We want to say, “Come on, David, you’re not God. You will die. They will put you in a hole. You will rot. Your flesh will decay in the ground. What are you talking about?” Then David gives the jaw-dropping explanation in Psalm 16:10. Death is not going to have the last word here. “For you [O God] will not abandon my soul to Sheol [the place of the dead], or let your holy one see [not even see!] corruption.” But David, there’s a pit waiting for you. Every person who dies is thrown into this pit, and in that pit you decay. You see corruption.
And right at this point, the apostle Peter (in Acts 2) and the apostle Paul (in Acts 13) read verse 10, and they say, “This is the Messiah. This is Jesus Christ, whose flesh did not see corruption.” How did they see that? Listen to Peter in Acts 2:29–32. I’m going to take it in two stages. What Peter says is amazing. Because he doesn’t just say, “This is Jesus”; he says why he thinks this is Jesus. He has just quoted Psalm 16:8–10. Now he explains for the Jewish crowd whom he wants to persuade that Jesus is the Messiah:
Brothers, I may say to you with confidence about the patriarch David that he both died and was buried, and his tomb is with us to this day. Being therefore a prophet, and knowing that God had sworn with an oath to him that he would set one of his descendants on his throne . . .

.....

Exercise details: According to the text on Psalm 16, which two apostles read verse 10 as referring to the Messiah?

(Point annotation dataset records)
.....

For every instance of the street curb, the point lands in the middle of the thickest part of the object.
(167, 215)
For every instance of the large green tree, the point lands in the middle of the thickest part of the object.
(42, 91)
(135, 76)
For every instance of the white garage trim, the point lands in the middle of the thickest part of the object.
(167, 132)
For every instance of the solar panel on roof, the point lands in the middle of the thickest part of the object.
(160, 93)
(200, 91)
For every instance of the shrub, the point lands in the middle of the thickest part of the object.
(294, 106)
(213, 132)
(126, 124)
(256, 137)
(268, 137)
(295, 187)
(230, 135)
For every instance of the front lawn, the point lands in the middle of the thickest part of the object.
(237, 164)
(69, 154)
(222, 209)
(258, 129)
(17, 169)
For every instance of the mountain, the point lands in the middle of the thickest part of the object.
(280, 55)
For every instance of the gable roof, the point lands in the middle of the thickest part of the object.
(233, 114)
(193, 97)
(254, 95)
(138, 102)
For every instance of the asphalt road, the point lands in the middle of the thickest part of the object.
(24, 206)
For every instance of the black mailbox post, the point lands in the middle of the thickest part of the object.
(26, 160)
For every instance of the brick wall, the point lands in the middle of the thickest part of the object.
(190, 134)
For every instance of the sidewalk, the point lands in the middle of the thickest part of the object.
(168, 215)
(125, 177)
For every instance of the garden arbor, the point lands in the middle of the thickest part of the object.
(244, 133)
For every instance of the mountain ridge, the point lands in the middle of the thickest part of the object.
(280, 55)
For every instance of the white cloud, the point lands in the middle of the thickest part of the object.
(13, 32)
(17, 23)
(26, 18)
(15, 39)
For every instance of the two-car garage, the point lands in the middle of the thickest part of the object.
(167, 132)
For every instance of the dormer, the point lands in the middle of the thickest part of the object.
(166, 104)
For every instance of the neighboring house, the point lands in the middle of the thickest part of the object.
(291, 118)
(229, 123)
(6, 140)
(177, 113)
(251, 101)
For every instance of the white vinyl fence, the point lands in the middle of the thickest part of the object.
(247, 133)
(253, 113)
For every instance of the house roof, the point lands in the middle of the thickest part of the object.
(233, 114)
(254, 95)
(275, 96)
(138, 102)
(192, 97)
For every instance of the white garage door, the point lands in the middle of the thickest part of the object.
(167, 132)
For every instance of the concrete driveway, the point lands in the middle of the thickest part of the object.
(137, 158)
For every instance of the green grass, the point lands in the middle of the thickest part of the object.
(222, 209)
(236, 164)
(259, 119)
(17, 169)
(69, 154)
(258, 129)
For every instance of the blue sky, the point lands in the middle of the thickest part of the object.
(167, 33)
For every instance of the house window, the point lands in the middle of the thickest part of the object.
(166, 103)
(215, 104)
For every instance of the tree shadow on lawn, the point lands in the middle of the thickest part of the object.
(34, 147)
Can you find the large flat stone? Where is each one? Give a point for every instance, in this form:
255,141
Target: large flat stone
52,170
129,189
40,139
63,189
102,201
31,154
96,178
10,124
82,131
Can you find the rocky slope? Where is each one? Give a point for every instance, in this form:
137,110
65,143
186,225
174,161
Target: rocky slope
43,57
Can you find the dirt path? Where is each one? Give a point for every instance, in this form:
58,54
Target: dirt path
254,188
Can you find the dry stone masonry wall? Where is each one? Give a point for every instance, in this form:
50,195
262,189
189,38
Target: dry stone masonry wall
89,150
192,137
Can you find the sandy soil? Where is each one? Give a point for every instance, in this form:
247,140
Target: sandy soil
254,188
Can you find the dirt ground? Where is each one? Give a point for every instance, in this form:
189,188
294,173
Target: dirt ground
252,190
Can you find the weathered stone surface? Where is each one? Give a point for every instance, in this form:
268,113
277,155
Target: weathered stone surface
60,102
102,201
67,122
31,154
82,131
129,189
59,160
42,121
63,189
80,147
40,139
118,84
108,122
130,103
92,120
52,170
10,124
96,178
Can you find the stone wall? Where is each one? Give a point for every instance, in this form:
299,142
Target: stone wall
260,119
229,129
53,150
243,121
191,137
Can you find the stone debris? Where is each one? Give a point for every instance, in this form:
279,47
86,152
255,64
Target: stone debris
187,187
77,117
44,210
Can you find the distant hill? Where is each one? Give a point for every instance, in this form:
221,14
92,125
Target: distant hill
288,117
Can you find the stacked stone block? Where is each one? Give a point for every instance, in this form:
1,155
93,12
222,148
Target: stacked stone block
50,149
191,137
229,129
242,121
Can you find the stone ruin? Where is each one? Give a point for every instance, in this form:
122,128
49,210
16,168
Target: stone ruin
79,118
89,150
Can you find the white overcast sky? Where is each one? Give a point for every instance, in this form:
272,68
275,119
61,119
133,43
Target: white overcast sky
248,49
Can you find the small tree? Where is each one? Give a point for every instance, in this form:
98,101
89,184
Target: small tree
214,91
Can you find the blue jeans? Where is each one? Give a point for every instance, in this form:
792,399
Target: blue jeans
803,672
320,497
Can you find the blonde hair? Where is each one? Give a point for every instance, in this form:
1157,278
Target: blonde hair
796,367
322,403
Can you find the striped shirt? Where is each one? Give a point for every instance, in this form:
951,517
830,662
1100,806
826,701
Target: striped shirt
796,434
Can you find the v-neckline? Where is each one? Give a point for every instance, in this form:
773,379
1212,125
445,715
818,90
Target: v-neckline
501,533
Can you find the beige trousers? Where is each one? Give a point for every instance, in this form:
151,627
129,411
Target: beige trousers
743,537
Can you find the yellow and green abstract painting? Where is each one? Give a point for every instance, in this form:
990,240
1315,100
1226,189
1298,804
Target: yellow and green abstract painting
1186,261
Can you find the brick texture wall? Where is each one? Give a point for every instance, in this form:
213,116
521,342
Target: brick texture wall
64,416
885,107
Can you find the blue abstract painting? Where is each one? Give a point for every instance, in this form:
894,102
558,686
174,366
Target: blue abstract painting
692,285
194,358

.....

Result for this task: Peter, in Acts 2, and Paul, in Acts 13.